- PROMPT 1
Translate this sentence from the intercept theorem passage into Spanish: "Then at the same time of the day he measured the length of the pyramid's shadow and the length of the pole's shadow."

Thales measured the length of the pyramid's base and the height of his pole. Then at the same time of the day he measured the length of the pyramid's shadow and the length of the pole's shadow. This yielded the following data:
- height of the pole (A): 1.63 m
- shadow of the pole (B): 2 m
- length of the pyramid base: 230 m
- shadow of the pyramid: 65 m
From this he computed
$C = 65~\text{m}+\frac{230~\text{m}}{2}=180~\text{m}$
Knowing A, B and C he was now able to apply the intercept theorem to compute
$D=\frac{C \cdot A}{B}=\frac{1.63~\text{m} \cdot 180~\text{m}}{2~\text{m}}=146.7~\text{m}$

==== Measuring the width of a river ====
The intercept theorem can be used to determine a distance that cannot be measured directly, such as the width of a river or a lake, the height of tall buildings or similar. The graphic to the right illustrates measuring the width of a river. The segments $|CF|$,$|CA|$,$|FE|$ are measured and used to compute the wanted distance $|AB|=\frac{|AC||FE|}{|FC|}$.

===Parallel lines in triangles and trapezoids===
The intercept theorem can be used to prove that a certain construction yields parallel line (segment)s.

| If the midpoints of two triangle sides are connected then the resulting line segment is parallel to the third triangle side (Midpoint theorem of triangles). | If the midpoints of the two non-parallel sides of a trapezoid are connected, then the resulting line segment is parallel to the other two sides of the trapezoid. |

== Historical aspects ==
The theorem is traditionally attributed to the Greek mathematician Thales of Miletus, who may have used some form of the theorem to determine heights of pyramids in Egypt and to compute the distance of ship from the shore.

Point-based annotation records:
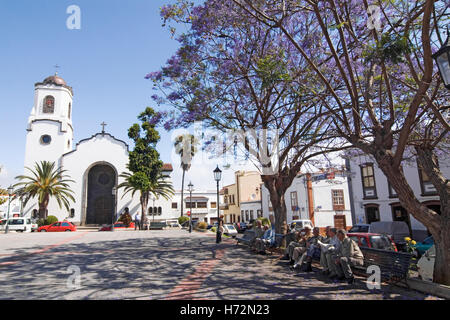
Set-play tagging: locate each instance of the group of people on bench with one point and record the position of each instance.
(337, 252)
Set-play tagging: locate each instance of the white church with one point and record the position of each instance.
(94, 163)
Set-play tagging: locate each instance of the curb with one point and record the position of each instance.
(435, 289)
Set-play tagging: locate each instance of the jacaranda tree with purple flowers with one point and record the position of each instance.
(373, 61)
(235, 74)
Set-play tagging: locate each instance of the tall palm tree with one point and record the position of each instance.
(45, 182)
(183, 144)
(139, 182)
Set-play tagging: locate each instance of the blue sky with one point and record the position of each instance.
(105, 62)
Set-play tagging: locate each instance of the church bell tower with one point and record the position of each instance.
(49, 129)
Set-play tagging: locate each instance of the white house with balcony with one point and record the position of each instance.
(373, 199)
(322, 197)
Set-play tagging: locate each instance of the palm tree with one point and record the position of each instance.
(46, 182)
(139, 182)
(183, 144)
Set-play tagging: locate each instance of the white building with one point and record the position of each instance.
(321, 197)
(250, 210)
(14, 207)
(374, 200)
(94, 163)
(203, 203)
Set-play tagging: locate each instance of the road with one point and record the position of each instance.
(169, 264)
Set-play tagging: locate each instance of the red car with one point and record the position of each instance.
(119, 226)
(64, 226)
(373, 240)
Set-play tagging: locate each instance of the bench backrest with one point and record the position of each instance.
(391, 263)
(249, 234)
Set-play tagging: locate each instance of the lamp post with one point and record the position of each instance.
(442, 58)
(114, 208)
(153, 211)
(10, 193)
(218, 177)
(190, 188)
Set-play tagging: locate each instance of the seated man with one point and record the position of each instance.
(299, 250)
(259, 232)
(312, 251)
(293, 244)
(348, 255)
(268, 239)
(328, 246)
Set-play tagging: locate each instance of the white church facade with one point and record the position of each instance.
(94, 163)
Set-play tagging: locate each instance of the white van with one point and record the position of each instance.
(18, 224)
(300, 224)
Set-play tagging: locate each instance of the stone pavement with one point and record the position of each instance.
(169, 264)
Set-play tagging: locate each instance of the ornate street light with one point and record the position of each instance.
(190, 188)
(10, 193)
(218, 177)
(442, 58)
(114, 208)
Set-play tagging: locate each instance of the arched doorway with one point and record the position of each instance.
(100, 200)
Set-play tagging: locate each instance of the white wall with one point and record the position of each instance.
(383, 199)
(322, 197)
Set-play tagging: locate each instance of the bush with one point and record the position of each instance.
(51, 220)
(126, 219)
(183, 219)
(202, 225)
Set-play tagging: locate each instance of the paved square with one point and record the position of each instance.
(169, 264)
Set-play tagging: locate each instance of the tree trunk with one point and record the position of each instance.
(43, 207)
(439, 226)
(277, 186)
(182, 193)
(144, 205)
(429, 163)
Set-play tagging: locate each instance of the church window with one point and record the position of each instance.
(49, 104)
(46, 139)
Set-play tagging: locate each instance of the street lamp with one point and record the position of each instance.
(190, 188)
(218, 177)
(153, 198)
(114, 207)
(442, 58)
(10, 193)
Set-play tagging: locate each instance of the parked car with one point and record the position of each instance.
(63, 226)
(20, 224)
(396, 230)
(118, 226)
(300, 224)
(358, 228)
(425, 265)
(230, 230)
(425, 245)
(34, 225)
(240, 227)
(373, 240)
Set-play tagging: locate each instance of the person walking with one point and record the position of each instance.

- PROMPT 2
Rewrite the records from the line containing "Set-play tagging: locate each instance of the parked" down to the end of the records, swapping "instance" for "occurrence" and keeping everything else identical. Return only those lines.

- SOLUTION 1
Luego, a la misma hora del día, midió la longitud de la sombra de la pirámide y la longitud de la sombra del poste.

- SOLUTION 2
Set-play tagging: locate each occurrence of the parked car with one point and record the position of each occurrence.
(63, 226)
(20, 224)
(396, 230)
(118, 226)
(300, 224)
(358, 228)
(425, 265)
(230, 230)
(425, 245)
(34, 225)
(240, 227)
(373, 240)
Set-play tagging: locate each occurrence of the person walking with one point and record the position of each occurrence.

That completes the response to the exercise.